··· Record excerpts

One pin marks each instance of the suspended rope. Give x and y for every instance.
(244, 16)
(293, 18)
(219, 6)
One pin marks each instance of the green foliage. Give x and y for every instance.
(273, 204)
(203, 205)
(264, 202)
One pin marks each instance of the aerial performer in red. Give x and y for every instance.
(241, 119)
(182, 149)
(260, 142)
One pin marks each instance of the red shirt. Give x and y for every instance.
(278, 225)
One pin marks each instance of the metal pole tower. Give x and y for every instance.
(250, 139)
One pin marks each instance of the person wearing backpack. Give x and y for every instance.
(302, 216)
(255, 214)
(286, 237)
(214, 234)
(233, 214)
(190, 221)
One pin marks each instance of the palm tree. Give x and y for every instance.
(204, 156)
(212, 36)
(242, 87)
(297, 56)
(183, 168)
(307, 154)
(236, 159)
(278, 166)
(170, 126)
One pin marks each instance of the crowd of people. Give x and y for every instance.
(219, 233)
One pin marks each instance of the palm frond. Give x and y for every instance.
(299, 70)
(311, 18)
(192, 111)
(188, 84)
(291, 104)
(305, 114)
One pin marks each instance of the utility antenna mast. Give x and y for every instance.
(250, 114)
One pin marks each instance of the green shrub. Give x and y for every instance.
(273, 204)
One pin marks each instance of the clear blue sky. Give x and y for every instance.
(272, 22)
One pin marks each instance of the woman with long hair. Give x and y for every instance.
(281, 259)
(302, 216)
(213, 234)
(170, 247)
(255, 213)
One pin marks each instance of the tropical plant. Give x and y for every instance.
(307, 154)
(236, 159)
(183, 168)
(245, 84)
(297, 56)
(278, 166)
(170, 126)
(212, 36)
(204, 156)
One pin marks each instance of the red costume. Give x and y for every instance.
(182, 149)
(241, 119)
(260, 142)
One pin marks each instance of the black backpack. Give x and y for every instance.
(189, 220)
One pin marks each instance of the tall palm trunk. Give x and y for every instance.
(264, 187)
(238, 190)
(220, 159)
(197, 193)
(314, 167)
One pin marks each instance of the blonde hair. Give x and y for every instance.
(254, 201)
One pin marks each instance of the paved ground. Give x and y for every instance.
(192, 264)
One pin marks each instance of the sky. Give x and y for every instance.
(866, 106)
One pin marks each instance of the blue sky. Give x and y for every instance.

······

The exercise
Rewrite the listing above with "aerial performer" changed to "acrobat", keeping every other part the same.

Expected answer
One pin marks each instance of the suspended rope. Give x and y for every instance.
(244, 16)
(293, 18)
(219, 6)
One pin marks each instance of the green foliage. Give x and y for every instance.
(273, 204)
(203, 205)
(264, 202)
One pin marks each instance of the acrobat in red. Give x and y for every instance.
(241, 119)
(182, 149)
(260, 142)
One pin marks each instance of the red shirt. Give x and y for every instance.
(278, 225)
One pin marks each instance of the metal pole tower. Give x and y for every instance.
(250, 139)
One pin marks each instance of the person wearing backpack. Give x and y for every instance.
(302, 216)
(255, 214)
(286, 237)
(214, 234)
(233, 214)
(190, 221)
One pin marks each instance of the palm tree. Give x and y for every instance.
(204, 156)
(212, 36)
(242, 87)
(297, 56)
(183, 168)
(307, 154)
(236, 159)
(278, 166)
(170, 126)
One pin marks each instance of the crowd of people. Give x and y for every instance.
(219, 233)
One pin marks each instance of the palm frond. Give x and y for every instance.
(299, 70)
(311, 18)
(192, 111)
(188, 84)
(291, 104)
(305, 114)
One pin marks each instance of the utility antenna mast. Give x and y for every instance.
(250, 114)
One pin marks each instance of the green shrub. Give x and y for every instance.
(273, 204)
One pin marks each instance of the clear blue sky. Give x and y for every instance.
(272, 22)
One pin marks each instance of the woman with long hair. Give x and y for every instance.
(281, 259)
(302, 216)
(213, 234)
(170, 247)
(255, 213)
One pin marks each instance of the tropical plant. Give x and y for every instance.
(307, 154)
(236, 159)
(183, 168)
(245, 84)
(297, 56)
(278, 166)
(170, 126)
(212, 36)
(204, 156)
One pin marks each instance of the red costume. Give x and y for every instance.
(182, 149)
(241, 119)
(260, 142)
One pin marks each instance of the black backpack. Give x and y for every instance.
(189, 220)
One pin marks each instance of the tall palm trunk. Give x and y for every instance.
(264, 187)
(238, 190)
(220, 159)
(197, 193)
(314, 167)
One pin marks each instance of the blonde hair. Give x and y for every instance.
(254, 201)
One pin marks each instance of the paved ground. Give x and y for every instance.
(192, 264)
One pin marks each instance of the sky. Give x and y for every instance.
(866, 106)
One pin marks each instance of the blue sky. Give x and y for every instance.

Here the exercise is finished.